* Text extract *
-------------------------
Well, the people have spoken and so it shall be done!!!!

I am guessing by the feedback that I received last week that this risk reduction concept is something worth exploring and dare I say mastering if one is to make the leap from padawan learner (Rookie in Star Wars talk) to Jedi Knight (Pro!) of trading.

The request came to further delve into this type of trade known as the back ratio spread.  I would say this is a somewhat more advanced type of trade but I also feel that if you have been following this blog up to this point that you may be ready to at least try this trade in your paper trading account.

So, I will go over the rules and the situations that this trade might come in handy and then you can practice this trade in your paper account to see if it fits your trading style.  I say this because not all trades work for all traders.  We all have different trading personalities and some things will fit nicely and some things may not.  A very good example of this is the use of indicators.  There are as many indicators as there are types of trades and some traders, both rookies and professionals, like to use indicators and have put systems together that put these indicators to good use.  Then there are traders like myself that put less emphasis on the use of indicators and prefer to use the tried and true concepts of support and resistance and basic chart reading to achieve our trading objectives.  Neither way is necessarily right or wrong it just is what it is and as long as one develops one’s trading personality then one can find success.
-------------------------
* Objectives *
1. In the trading post, which type of trade did readers ask the author to explore further?
2. Repeat the stretch of the trading post from "I am guessing" through "(Pro!) of trading.", word for word.
3. Carry on writing the trading post from the point where it stops.
The entries that follow come from a separate source and are unrelated to the trading post.

(Excerpt from a dataset)
-------------------------
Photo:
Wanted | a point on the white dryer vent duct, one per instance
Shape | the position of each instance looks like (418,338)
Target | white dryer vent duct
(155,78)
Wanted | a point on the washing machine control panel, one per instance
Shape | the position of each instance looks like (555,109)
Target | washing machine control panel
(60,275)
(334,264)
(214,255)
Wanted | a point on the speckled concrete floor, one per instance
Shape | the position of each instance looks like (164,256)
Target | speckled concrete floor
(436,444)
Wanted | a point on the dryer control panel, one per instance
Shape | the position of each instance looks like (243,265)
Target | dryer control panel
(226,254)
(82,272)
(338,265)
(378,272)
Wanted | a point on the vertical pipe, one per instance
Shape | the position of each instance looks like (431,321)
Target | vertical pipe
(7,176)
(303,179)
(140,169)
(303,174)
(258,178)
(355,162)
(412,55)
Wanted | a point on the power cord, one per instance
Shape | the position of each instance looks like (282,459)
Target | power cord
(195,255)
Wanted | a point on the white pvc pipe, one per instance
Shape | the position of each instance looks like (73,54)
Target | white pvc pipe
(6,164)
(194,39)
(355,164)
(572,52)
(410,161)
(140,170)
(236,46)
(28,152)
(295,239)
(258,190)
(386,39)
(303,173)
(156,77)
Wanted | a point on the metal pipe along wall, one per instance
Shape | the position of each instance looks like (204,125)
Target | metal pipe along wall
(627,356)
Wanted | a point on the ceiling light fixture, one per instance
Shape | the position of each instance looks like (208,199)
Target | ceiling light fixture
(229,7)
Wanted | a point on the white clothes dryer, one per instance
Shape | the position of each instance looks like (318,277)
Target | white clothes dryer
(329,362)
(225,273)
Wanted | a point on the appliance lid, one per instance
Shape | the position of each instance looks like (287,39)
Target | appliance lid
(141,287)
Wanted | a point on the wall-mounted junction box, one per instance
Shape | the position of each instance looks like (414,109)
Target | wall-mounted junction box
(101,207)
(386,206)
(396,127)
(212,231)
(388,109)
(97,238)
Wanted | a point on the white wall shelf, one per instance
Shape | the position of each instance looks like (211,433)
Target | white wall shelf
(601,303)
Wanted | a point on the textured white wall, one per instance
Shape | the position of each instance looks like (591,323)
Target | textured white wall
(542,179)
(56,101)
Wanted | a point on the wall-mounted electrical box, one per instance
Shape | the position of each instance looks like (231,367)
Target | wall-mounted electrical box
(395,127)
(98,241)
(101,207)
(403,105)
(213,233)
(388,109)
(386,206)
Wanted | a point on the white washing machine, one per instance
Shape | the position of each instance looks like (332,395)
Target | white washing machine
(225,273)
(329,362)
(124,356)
-------------------------
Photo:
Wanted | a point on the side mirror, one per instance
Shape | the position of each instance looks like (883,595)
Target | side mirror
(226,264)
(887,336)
-------------------------
* Task answers *
1. The back ratio spread.

2.
I am guessing by the feedback that I received last week that this risk reduction concept is something worth exploring and dare I say mastering if one is to make the leap from padawan learner (Rookie in Star Wars talk) to Jedi Knight (Pro!) of trading.

3.
THE SITUATION!

As with any type of trade this trade works well under certain market conditions.  These market conditions are as follows…

The Ratio Back Spread requires a STRONG move in the overall direction of the trend.  This is similar to a straight call option, magnitude of movement is paramount.  As we saw last week this trade functions the same as stock or a Call option in terms of profiting from a move in the right direction.

This trade is aided by the move occurring quickly as well.  This trade is Theta negative and therefore loses profitability over the course of time.  A big quick movement in the equity is ideal for this type of trade.

This trade works well when we are staring at a breakout situation or a retracement as long as resistance doesn’t stand in our way immediately.  This means that we need to have at least an expectation that this equity can move enough to make it worth our while to put on the trade.  We can model this by putting the trade into our analyzer and checking out the risk graph and determining where likely resistance might be and basing out logical expectations on that expected move.

THE PARAMETERS!

This is a very unique trade in the fact that it can be done for a credit and a debit depending on the strikes and the equity used.  This will take some experimentation on your part to figure out whether a debit or a credit is best for your situation.  This trade can be done very simply by selling the ATM option and buying multiples of the strike next to it, in the case of a bullish trade you will be using call options.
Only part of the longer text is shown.